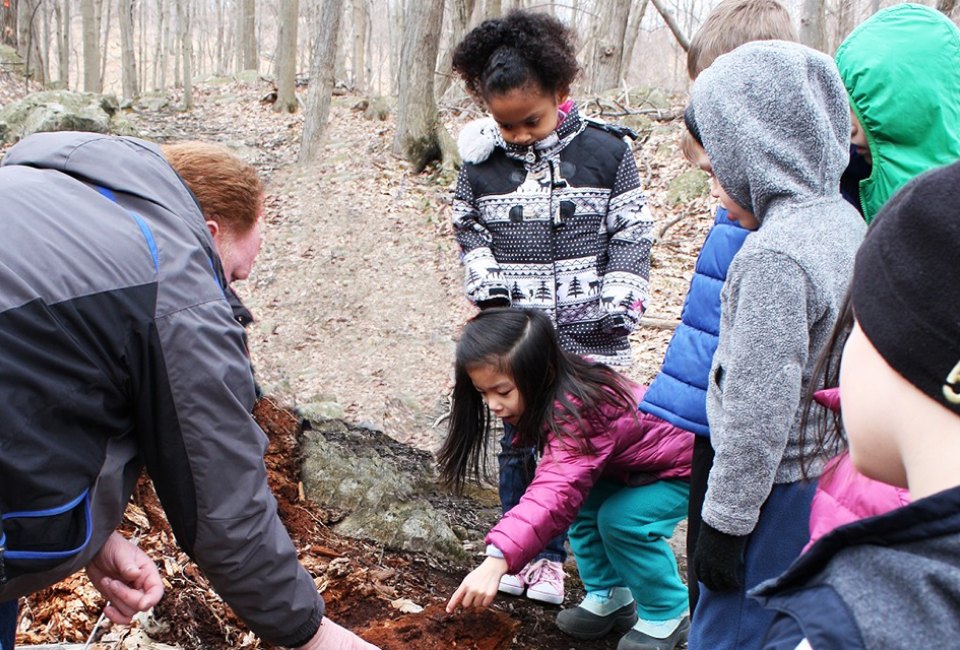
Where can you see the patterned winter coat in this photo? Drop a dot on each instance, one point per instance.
(627, 448)
(562, 226)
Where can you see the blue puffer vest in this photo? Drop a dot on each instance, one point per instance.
(678, 393)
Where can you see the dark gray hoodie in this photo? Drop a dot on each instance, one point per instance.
(119, 350)
(775, 123)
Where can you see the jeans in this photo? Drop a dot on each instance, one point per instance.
(8, 624)
(730, 620)
(516, 471)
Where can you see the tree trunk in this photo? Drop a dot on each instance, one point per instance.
(91, 47)
(62, 13)
(128, 61)
(28, 41)
(321, 80)
(186, 49)
(8, 13)
(105, 23)
(287, 57)
(417, 133)
(671, 22)
(813, 31)
(360, 20)
(247, 38)
(608, 45)
(462, 13)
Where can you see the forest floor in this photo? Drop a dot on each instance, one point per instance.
(358, 299)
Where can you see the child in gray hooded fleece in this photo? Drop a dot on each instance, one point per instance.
(774, 122)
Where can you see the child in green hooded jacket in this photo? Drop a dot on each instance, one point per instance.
(901, 69)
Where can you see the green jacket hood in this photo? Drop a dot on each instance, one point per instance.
(901, 69)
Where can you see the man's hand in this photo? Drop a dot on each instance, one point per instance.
(127, 578)
(718, 559)
(480, 586)
(331, 636)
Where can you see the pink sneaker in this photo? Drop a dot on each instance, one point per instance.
(544, 580)
(512, 584)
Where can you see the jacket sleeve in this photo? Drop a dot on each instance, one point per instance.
(482, 279)
(563, 477)
(755, 384)
(629, 224)
(204, 453)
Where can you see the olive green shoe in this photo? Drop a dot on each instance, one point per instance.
(637, 640)
(580, 623)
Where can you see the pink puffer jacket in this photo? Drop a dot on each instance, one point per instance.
(628, 447)
(843, 494)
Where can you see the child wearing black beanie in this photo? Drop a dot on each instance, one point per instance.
(893, 581)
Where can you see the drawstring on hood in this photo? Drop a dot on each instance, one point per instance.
(775, 123)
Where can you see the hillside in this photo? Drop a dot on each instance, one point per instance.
(358, 299)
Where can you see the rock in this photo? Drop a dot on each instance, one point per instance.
(317, 411)
(689, 185)
(61, 110)
(383, 484)
(250, 77)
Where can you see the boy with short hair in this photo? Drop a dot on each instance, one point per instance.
(774, 123)
(733, 23)
(678, 394)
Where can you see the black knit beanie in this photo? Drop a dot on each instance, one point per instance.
(906, 284)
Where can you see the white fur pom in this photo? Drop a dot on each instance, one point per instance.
(477, 140)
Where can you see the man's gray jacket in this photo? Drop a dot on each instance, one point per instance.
(118, 350)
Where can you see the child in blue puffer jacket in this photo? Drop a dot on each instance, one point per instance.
(678, 394)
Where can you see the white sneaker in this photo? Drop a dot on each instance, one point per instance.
(544, 580)
(512, 584)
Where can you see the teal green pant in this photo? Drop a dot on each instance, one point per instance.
(619, 539)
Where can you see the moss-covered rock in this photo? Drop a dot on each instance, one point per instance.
(383, 485)
(62, 110)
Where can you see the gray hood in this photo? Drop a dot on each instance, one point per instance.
(122, 165)
(775, 123)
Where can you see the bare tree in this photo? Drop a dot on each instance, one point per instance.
(633, 31)
(128, 62)
(8, 22)
(287, 57)
(186, 45)
(105, 23)
(610, 30)
(321, 80)
(462, 14)
(813, 31)
(62, 17)
(247, 36)
(361, 19)
(671, 22)
(91, 47)
(419, 135)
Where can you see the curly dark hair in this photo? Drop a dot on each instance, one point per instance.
(523, 47)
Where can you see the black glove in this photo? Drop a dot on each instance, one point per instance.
(496, 297)
(718, 558)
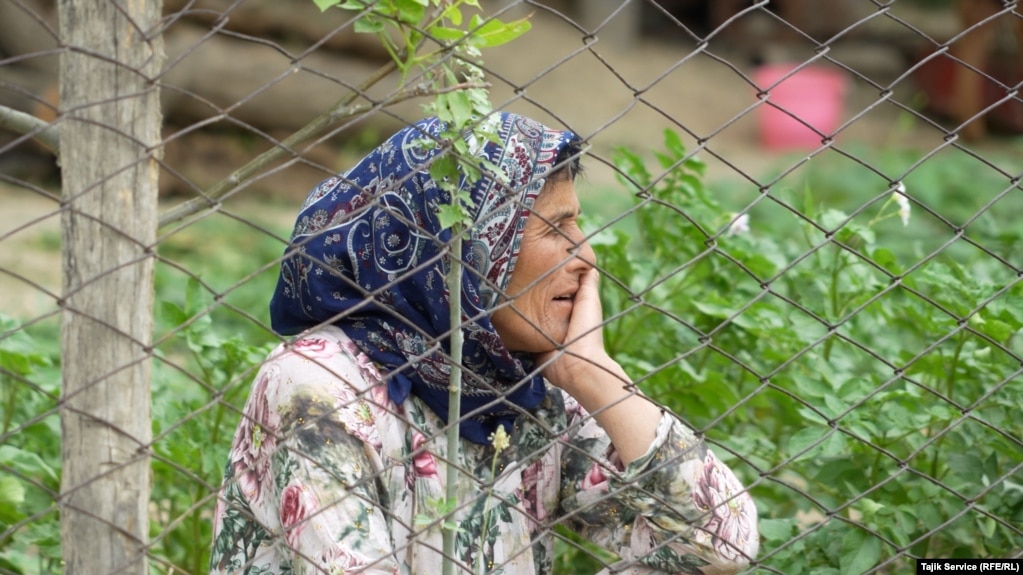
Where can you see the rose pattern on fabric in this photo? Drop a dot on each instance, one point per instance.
(424, 465)
(313, 348)
(326, 518)
(595, 478)
(256, 440)
(358, 232)
(731, 511)
(357, 416)
(339, 561)
(297, 503)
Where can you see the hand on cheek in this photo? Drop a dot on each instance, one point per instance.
(583, 350)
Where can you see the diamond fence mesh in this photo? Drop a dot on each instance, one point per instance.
(804, 219)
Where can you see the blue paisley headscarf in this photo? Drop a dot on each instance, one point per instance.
(367, 255)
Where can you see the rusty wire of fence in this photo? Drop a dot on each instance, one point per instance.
(804, 216)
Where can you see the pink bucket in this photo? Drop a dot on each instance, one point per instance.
(814, 94)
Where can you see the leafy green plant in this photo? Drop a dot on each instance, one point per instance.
(864, 391)
(30, 450)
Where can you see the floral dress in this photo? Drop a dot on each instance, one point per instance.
(327, 476)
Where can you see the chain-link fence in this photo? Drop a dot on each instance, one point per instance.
(804, 219)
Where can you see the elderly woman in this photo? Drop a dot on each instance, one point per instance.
(338, 465)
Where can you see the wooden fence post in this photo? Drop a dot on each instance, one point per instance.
(109, 127)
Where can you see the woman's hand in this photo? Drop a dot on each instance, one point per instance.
(583, 353)
(583, 368)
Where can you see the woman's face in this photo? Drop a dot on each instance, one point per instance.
(535, 313)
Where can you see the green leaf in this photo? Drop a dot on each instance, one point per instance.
(453, 13)
(411, 11)
(368, 25)
(26, 462)
(11, 497)
(860, 551)
(494, 32)
(777, 529)
(324, 4)
(443, 34)
(451, 215)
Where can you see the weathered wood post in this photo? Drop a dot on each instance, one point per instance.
(109, 129)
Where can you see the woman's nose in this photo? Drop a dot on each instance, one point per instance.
(584, 258)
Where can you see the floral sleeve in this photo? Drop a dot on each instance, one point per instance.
(675, 510)
(299, 494)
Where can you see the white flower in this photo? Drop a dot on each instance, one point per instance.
(740, 224)
(903, 203)
(499, 439)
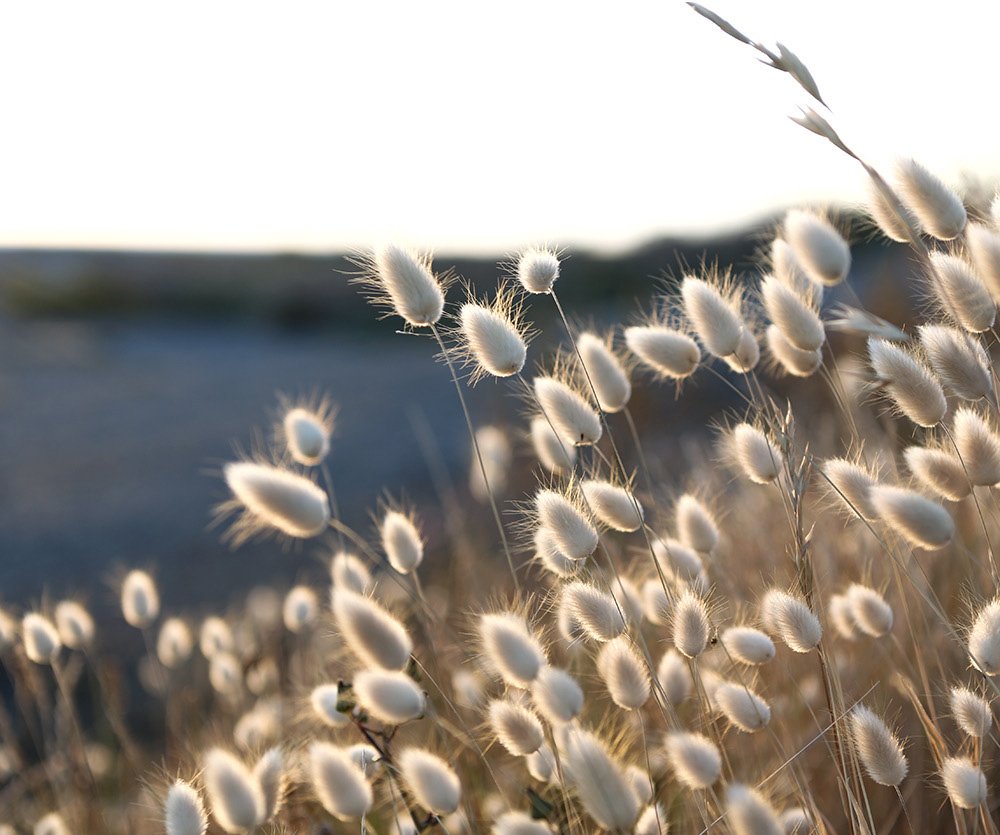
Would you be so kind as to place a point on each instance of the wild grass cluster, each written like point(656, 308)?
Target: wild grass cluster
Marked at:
point(793, 627)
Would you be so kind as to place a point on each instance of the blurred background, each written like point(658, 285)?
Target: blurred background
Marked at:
point(180, 183)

_ _ _ _

▶ [WHAT IS NEEDED]
In your copy, repeat each record exactly and include no pictures.

▶ [SOLUTION FOR THIS PROBLEM]
Where can you see the patterned winter coat in this photo? Drop a dot on each instance, one point per instance.
(627, 448)
(562, 226)
Where can you see the blue puffer vest in this photo? Drop a dot on each instance, one point per instance.
(678, 393)
Where can you see the dark gray hoodie in this photo? Drop a dot on each instance, one point per instance.
(119, 350)
(775, 123)
Where can you see the jeans in this photo? Drop a dot on each instance, one point per instance.
(8, 624)
(730, 620)
(516, 471)
Where can you see the tree trunk in this photo? Drop a dot on each instance, one point per instance.
(91, 47)
(62, 13)
(128, 61)
(28, 41)
(321, 80)
(186, 49)
(8, 13)
(105, 23)
(287, 57)
(417, 133)
(671, 22)
(813, 31)
(360, 20)
(247, 38)
(608, 45)
(462, 13)
Where can you see the forest floor in this photo? Drop a dot on each instance, one point per instance.
(358, 299)
Where can you see the child in gray hooded fleece in this photo? Drop a dot on each instance, one point per instance.
(774, 122)
Where can you see the child in green hooded jacket in this photo? Drop a dot on each instance, one point per instance.
(901, 69)
Where can you see the green jacket hood in this photo? Drop a dot on each instance, one point per instance.
(901, 69)
Where can you see the man's hand in this photo? Drop a dot on each instance, one point per instance.
(127, 578)
(718, 559)
(480, 586)
(331, 636)
Where can you see the pink sneaker in this photo? Drop a dot on each instance, one point per instance.
(544, 580)
(512, 584)
Where can you see the jacket sleeve in this photo? Drop a dot on each instance, one point per instance.
(482, 279)
(563, 477)
(755, 384)
(629, 224)
(204, 453)
Where can you see the olive green shoe in this photo? Drop a dot on each instance, one point per instance.
(637, 640)
(580, 623)
Where can you see the pink puffer jacket in this photo? Drop a dot on each instance, one point per instance.
(628, 447)
(843, 494)
Where can you see the child wearing black beanie in this photo? Drop a dot on each instance, one point per instance.
(893, 581)
Where can you see the drawstring on hood in this photo? Drop a dot on each instance, one point per instance.
(775, 123)
Where can you see the hillside in this photo? Drop a dot on each instance, one point per instance.
(358, 299)
Where can you see the rock in this photo? Drop a dot on each instance, one point per instance.
(317, 411)
(689, 185)
(61, 110)
(383, 484)
(250, 77)
Where can you see the boy with short hair in this photo? Drop a dot on each instance, one point per instance.
(774, 123)
(733, 23)
(678, 394)
Where can you see the black knit beanie in this photo? Drop a dot on each instance, one point per instance.
(906, 284)
Where can you see the white fur pom in this photo? Drop a dot on each instance, one point per instance.
(477, 140)
Where can you see the man's gray jacket in this photo? Drop a dot on each instance, one point per instance.
(118, 350)
Where can you see the child in blue puffer jacket in this photo? Drop a dot on each instance, one point per instance.
(678, 394)
Where can you see the white sneaker in this photo? Drop a dot on each instance, one point per instance.
(544, 580)
(512, 584)
Where can you see the teal green pant in this photo? Drop a dot on each instance, one point per instance.
(619, 539)
Where can you see the moss-covered rock in this photo? Drop a dot on each instance, one point per instance.
(383, 485)
(62, 110)
Where can you see the gray hood in this photo? Drop a dot on each instance, one point per instance.
(122, 165)
(775, 123)
Where can you see the bare tree in this photo? Drop a dot on each instance, one point per instance.
(633, 31)
(128, 62)
(8, 22)
(287, 57)
(186, 45)
(105, 23)
(610, 30)
(321, 80)
(462, 14)
(813, 31)
(62, 17)
(247, 36)
(361, 19)
(671, 22)
(91, 47)
(419, 135)
Where can you see the curly dark hair in this photo? Drop a dot on each instance, one point per instance.
(523, 47)
Where can you see the black glove in this photo? Drop a dot on each instance, one point per instance.
(496, 297)
(718, 558)
Where can you see the rose pattern on fabric in this photo? Drop a dot on each instance, one point per instance.
(424, 465)
(313, 348)
(326, 518)
(595, 478)
(256, 440)
(358, 232)
(731, 511)
(357, 416)
(339, 561)
(297, 503)
Where can you see the hand on cheek in this photo? Drop a dot on each instance, one point per instance.
(583, 350)
Where can you see the diamond fence mesh in this photo? Drop a dot on each instance, one point per instance.
(804, 219)
Where can you see the blue paisley headscarf in this photo? Drop a dot on each instance, one point per instance.
(367, 255)
Where can you see the rusty wire of fence in this photo? Drop a dot on each instance, one point per instance.
(804, 216)
Where can you see the pink bucket in this photo? Drop a dot on each instance, one point per instance.
(814, 94)
Where can you see the leafy green plant in this photo? Drop a dot on each instance, one point per instance.
(864, 391)
(30, 450)
Where can you see the floral dress in this photo? Drop a dot on each instance, one point per instance.
(327, 476)
Where can you see the chain-link fence in this photo? Drop a dot on each instance, one point per instance.
(804, 219)
Where can you see the elderly woman in this photo? Drop a dot on each instance, one point per instance.
(338, 465)
Where can you see the wooden fence post in this photo? Drop a dot on each instance, one point per instance.
(109, 127)
Where can you see the woman's hand in this photo? Drop a dot on each instance, one point per instance.
(583, 353)
(583, 368)
Where can you see the woman's face in this photo? Drop a dot on each instance, one point per instance.
(535, 313)
Where can you see the green leaf in this photo? Drop a dot on each instance, one point per instance.
(453, 13)
(411, 11)
(368, 25)
(26, 462)
(11, 497)
(860, 551)
(494, 32)
(777, 529)
(324, 4)
(443, 34)
(451, 215)
Where can you see the weathered wood post in this photo? Drop a dot on each instance, one point per instance.
(109, 129)
Where can you see the woman's nose in this photo? Drop a dot on each instance, one point per instance.
(584, 258)
Where can you see the floral sleeve in this photo? Drop a dot on each instance, one point per instance.
(675, 510)
(299, 494)
Where can you see the white flower in this photo? Drop a dot on each instance, one point per instance.
(740, 224)
(903, 203)
(499, 439)
Would you be so kind as to place a point on each instance of the wild grass cluster, each written like point(656, 308)?
Target: wild grass cluster
Marked at:
point(793, 627)
Would you be so kind as to place a point on each instance of the blurred background, each written like point(658, 285)?
Target: blurred background
Marked at:
point(180, 183)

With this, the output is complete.